#### AIM OF THE TASK:
Can you transcribe the Spokane County jail article word for word, starting at "Kerns said once" and ending at "time to recover."?

#### TEXT PASSAGE:
Courtesy of Spokane County

Spokane County Jail staff have asked for a $32 million temporary jail to replace an aging facility near the airport they argue is near the end of its usable life.

The Geiger Jail facility is a 50-year-old former military base which can handle around 300 inmates. Spokane County Detention Services Director Mike Sparber said it has serious sewage and infrastructure problems that could cost millions to fix.

“Our concern is conditions of confinement. I want to make sure we can continue to provide safe and secure structures for our inmates to be in,” Sparber said. “But it also has to have water, it has to have sewer and it has to have steam and it has to have heat. It’s those things that I’m concerned about and I want to get it at least on the radar for everyone to look at, because that facility has lived beyond its years.”  

When the county was releasing inmates to keep the population down, inmates were spread out at both the downtown and Geiger.

Sparber says once the population goes back up, both facilities will be dealing with problems they weren’t designed for. That's already happening. He says courts and police are starting to relax COVID-19 measures meant to keep population low during pandemic.

During the pandemic the jail population was reduced by more than a third of what it normally is. At it’s lowest last April, the jail population was at 528 according to county data. Detention Services had about 775 people in custody as of Thursday evening.

“I’m pretty confident that our population is going to grow back up into the numbers we had in 20,” Sparber said. “Even in January, we had 903 inmates and I think we’re well on our way to doing that again.”

Sparber has asked the county commissioners to replace Geiger with temporary jails, known as Sprung Structures. Those have been used as barracks or for disaster relief, have metal frames and weather proof shells. He says they will cost around $32 million. They would have space for 448 people and there would be seven structures altogether.

Credit Spokane County
A map of a potential layout Spokane County Detention Staff proposed to build at the Geiger Detention Facility.

Commissioners first considered temporary jails last year.

The proposal was seen as a way to spread out inmates and reduce the spread of COVID-19, but was shelved due to timeline and funding concerns. Commissioners and jail staff initiually discussed using COVID-19 aid funding to pay for the facility, but eventually decided against it.

They did however vote to allow county staff to spend $50,000 of county funds to hire a firm to research the feasibility of the structures.

The proposal also saw pushback from law and justice advocates who accused the county of trying to get around criminal justice reform by adding a new jail with more beds through a proposal under another name.

Kurtis Robinson is the executive director of the justice advocacy group Revive I Did the Time, and a member of the Smart Justice Coalition. He says the county should focus on the root of the problem causing the growing jail population instead of adding new jail beds.

“There’s no doubt that these are structures with a lot of inherent challenges with them, essentially because of age,” Robinson said. “But what we must go right back to is why are we looking at investing in more incarceration facilities instead of investing in community.”

He says incarceration disproportionately affects people of color and leaders should be looking for upstream solutions to reduce the need for jails.

County Commissioner Josh Kerns says he's open to the temporary jail proposal and said the county budget officer was looking into the cost.

“As far as the usefulness and the utility of these structures, I think it is something we can probably make work. At this point it needs to come down to the actual dollars and cents of how would we pay for a structure like this.”

Kerns said once the commissioners have their finance questions about temporary jails answered, he’s hoping they decide how to proceed by the end of the year.

There’s also the question about the condition of the downtown jail and whether it needs to be replaced. Kerns said the county is unlikely to push for a ballot measure this year, or next year either, saying the economy needs time to recover.

#### PROVIDED INFORMATION:
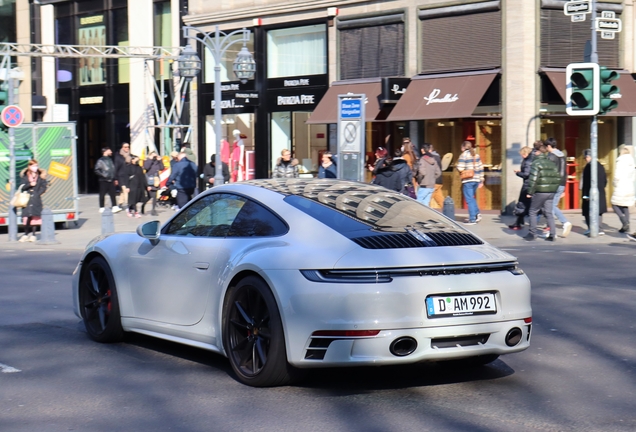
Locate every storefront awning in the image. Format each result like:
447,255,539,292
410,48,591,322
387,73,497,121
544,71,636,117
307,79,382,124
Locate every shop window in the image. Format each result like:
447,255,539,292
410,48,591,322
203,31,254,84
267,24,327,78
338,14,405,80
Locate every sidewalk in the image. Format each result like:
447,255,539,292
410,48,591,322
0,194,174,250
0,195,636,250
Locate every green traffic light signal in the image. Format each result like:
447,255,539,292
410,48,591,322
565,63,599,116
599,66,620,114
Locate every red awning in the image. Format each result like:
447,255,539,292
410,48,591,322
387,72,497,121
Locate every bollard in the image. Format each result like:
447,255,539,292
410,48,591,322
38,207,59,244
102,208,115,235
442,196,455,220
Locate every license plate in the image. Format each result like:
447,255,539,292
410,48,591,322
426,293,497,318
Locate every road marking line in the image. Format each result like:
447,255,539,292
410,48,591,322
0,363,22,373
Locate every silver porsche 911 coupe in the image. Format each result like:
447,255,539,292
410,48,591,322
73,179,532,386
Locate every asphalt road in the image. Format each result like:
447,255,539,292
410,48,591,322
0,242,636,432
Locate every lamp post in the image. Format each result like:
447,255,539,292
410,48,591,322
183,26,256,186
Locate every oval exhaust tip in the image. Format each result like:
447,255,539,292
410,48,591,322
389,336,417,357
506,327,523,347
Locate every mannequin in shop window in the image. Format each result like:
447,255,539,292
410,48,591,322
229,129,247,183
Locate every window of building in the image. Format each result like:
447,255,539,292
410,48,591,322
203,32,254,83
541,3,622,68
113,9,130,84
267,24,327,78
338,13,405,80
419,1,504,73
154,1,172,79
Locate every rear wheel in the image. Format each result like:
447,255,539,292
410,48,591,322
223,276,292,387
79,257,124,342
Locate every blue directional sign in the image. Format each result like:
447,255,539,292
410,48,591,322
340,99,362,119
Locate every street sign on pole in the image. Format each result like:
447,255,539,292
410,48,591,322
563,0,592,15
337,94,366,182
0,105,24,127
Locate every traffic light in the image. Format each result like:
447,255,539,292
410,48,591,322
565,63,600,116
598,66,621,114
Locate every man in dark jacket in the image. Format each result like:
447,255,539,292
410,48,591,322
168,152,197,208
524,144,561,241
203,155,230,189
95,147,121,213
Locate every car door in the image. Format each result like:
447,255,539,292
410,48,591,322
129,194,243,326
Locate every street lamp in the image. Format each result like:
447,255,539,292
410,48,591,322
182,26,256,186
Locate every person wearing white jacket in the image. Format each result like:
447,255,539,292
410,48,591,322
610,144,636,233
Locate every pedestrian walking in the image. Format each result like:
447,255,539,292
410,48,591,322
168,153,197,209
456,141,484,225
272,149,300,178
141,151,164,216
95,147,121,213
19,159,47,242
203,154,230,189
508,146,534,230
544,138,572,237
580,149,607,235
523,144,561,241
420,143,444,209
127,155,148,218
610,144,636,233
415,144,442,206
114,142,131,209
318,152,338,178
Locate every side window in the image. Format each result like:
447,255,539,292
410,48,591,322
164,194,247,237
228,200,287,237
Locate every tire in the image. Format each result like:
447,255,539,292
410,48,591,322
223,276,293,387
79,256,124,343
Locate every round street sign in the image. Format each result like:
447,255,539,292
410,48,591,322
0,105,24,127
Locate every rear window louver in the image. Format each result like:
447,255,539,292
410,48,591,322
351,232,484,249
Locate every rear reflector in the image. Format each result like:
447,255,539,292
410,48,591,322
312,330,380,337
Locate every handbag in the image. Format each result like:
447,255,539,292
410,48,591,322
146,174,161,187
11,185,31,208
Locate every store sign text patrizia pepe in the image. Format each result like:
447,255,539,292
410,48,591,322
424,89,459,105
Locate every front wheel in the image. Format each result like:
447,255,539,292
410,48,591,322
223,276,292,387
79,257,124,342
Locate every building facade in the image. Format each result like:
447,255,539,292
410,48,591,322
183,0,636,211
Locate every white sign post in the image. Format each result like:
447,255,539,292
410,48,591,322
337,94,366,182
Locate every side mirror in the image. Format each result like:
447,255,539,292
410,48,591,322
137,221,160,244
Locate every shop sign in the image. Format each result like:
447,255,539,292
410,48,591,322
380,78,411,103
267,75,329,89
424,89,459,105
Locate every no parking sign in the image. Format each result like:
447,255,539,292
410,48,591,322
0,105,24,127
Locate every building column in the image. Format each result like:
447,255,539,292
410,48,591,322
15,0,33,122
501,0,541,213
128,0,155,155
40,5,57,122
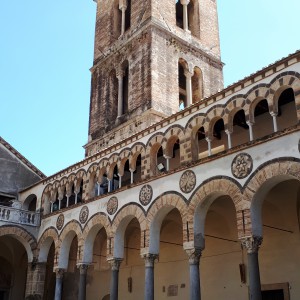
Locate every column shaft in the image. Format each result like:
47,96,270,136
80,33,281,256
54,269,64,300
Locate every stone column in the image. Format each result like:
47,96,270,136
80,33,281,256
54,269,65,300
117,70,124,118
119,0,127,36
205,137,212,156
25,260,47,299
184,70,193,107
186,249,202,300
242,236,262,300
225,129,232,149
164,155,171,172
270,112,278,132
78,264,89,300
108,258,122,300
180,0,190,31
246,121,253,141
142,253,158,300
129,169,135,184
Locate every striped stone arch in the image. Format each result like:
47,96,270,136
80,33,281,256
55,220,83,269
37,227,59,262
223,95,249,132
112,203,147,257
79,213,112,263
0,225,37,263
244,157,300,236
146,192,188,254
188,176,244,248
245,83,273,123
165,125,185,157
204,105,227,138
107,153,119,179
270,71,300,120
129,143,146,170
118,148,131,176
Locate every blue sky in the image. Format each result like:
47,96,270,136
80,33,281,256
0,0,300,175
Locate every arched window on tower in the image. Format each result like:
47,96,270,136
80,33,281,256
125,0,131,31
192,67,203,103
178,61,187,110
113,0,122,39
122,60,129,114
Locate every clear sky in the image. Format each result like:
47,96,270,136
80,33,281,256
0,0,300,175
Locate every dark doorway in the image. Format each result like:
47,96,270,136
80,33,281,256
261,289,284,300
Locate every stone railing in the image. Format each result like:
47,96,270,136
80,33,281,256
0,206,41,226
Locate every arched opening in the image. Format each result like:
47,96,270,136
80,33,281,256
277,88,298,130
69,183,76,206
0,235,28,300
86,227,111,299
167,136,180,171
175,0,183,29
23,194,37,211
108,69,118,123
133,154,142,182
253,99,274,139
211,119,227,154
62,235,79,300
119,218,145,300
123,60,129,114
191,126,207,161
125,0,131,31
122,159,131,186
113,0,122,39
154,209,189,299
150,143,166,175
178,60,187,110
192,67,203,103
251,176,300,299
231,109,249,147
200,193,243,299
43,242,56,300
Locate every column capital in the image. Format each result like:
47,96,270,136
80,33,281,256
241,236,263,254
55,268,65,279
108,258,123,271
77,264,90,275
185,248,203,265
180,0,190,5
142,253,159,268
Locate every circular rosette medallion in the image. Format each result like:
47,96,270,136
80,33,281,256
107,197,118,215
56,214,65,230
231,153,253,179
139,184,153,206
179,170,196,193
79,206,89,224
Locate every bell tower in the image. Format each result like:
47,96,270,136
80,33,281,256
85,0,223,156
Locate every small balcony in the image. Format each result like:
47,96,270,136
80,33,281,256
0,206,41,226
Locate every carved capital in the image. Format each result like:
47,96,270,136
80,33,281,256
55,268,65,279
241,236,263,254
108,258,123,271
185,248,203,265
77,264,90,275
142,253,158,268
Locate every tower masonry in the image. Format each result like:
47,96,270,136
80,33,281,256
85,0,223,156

#### ANSWER TO THIS EXERCISE:
Kerns said once the commissioners have their finance questions about temporary jails answered, he’s hoping they decide how to proceed by the end of the year.

There’s also the question about the condition of the downtown jail and whether it needs to be replaced. Kerns said the county is unlikely to push for a ballot measure this year, or next year either, saying the economy needs time to recover.